#### [Estratto del testo]
-*-*-
Visti il ricorso e i relativi allegati;
Visto l'atto di costituzione in giudizio di -------------------------;
Viste le memorie difensive;
Visto l 'art. 114 cod. proc. amm.;
Visti tutti gli atti della causa;
Relatore nella camera di consiglio del giorno 16 aprile 2014 la
dott.ssa Desirèe Zonno e uditi per le parti i difensori
------------------------------;
Ritenuto e considerato in fatto e diritto quanto segue.
FATTO e DIRITTO
La ----------------- è
comproprietaria al 50% di un suolo sito nel Comune resistente, identificato
al fg 7, p.lla 680 di mq 12.244.
Il suolo in questione è
stato oggetto di procedura espropriativa attraverso l’adozione di decreto
sindacale di occupazione di urgenza n. 2535 dell’8.3.1989, eseguito, tramite
immissione in possesso, in data 28.4.1989.
La procedura espropriativa
non è stata mai portata a termine, nonostante siano stati realizzati i lavori
consistenti in un parco giochi (per parte dell’intera superficie).
L’area in questione, peraltro, è stata normata dallo strumento
urbanistico quale zona agricola fino alla data di approvazione del nuovo PRG
(approvato con DGR 613 del 14.5.2002, come indicato a pag 5 della relazione
di stima dell’Agenzia delle entrate depositata da parte ricorrente il
19.9.2013).
Successivamente è divenuta area edificabile C2.
-*-*-
#### [Dati dell'esercizio]
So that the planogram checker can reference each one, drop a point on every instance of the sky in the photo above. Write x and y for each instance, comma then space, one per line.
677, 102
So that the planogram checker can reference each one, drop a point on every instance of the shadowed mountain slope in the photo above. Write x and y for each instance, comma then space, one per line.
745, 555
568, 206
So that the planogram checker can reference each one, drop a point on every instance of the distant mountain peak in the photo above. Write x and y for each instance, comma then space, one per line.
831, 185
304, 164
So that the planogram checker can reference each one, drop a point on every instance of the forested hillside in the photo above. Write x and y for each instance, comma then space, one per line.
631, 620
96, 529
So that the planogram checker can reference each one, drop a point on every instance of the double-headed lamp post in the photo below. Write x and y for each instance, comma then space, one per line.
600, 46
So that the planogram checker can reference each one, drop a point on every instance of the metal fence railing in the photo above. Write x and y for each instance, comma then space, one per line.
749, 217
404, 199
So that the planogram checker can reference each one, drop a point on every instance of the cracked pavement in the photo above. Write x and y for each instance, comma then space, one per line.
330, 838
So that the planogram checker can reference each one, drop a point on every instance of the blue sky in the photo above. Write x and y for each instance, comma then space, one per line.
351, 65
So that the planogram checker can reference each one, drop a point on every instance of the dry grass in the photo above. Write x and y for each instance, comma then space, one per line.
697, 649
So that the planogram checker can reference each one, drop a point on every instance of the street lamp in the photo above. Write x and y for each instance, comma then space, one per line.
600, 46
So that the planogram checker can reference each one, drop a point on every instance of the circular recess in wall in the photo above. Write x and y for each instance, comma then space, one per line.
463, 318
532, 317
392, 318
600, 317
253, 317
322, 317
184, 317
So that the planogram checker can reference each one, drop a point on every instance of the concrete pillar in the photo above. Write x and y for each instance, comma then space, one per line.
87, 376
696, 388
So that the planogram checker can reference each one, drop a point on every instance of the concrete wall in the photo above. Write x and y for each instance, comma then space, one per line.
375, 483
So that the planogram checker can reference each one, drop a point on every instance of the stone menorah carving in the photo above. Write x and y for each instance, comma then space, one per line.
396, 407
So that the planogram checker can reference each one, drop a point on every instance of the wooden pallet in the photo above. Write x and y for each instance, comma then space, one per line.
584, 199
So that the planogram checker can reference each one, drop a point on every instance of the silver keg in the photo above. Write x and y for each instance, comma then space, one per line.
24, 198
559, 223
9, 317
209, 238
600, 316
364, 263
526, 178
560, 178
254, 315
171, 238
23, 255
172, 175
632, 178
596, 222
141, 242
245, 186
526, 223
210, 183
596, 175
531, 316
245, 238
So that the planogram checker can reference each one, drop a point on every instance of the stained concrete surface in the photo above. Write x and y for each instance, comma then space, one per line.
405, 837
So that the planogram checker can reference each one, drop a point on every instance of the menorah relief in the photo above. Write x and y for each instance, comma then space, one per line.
-*-*-
#### [Compito assegnato 1]
Rispondi a queste domande sull'estratto del testo, una per riga, contrassegnando le risposte allo stesso modo:
(a) In quale giorno si è tenuta la camera di consiglio?
(b) Quanti metri quadrati misura il suolo identificato al fg 7, p.lla 680?
(c) Con quale DGR è stato approvato il nuovo PRG?
#### [Compito assegnato 2]
Conta le righe delle voci che contengono la stringa "menorah", distinguendo tra maiuscole e minuscole. Scrivi solo il numero.

#### [Risposta completa 1]
(a) Il 16 aprile 2014.
(b) 12.244 mq.
(c) Con la DGR 613 del 14.5.2002.

#### [Risposta completa 2]
2